= ENTRIES SHOWN =

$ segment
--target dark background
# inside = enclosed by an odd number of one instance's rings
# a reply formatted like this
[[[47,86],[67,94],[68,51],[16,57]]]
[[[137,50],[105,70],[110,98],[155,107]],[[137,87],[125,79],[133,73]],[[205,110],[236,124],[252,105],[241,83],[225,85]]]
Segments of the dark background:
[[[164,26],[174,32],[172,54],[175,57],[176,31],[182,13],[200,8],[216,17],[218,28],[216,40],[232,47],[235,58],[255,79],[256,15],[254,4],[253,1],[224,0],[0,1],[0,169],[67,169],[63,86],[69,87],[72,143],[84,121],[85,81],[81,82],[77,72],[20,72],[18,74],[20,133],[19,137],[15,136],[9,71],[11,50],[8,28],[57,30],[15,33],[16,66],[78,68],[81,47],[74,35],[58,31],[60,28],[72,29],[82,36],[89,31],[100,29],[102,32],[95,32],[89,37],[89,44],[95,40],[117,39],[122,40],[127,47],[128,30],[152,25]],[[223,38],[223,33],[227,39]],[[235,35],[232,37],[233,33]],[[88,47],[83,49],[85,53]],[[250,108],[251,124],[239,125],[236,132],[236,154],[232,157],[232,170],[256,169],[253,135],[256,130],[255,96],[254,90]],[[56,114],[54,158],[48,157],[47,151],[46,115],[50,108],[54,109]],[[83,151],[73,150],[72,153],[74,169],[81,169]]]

= WHAT THE TASK REQUIRES =
Pull out every line in the records that contains the word "dark", matching case exactly.

= RESPONSE TO THIS TASK =
--target dark background
Segments of the dark background:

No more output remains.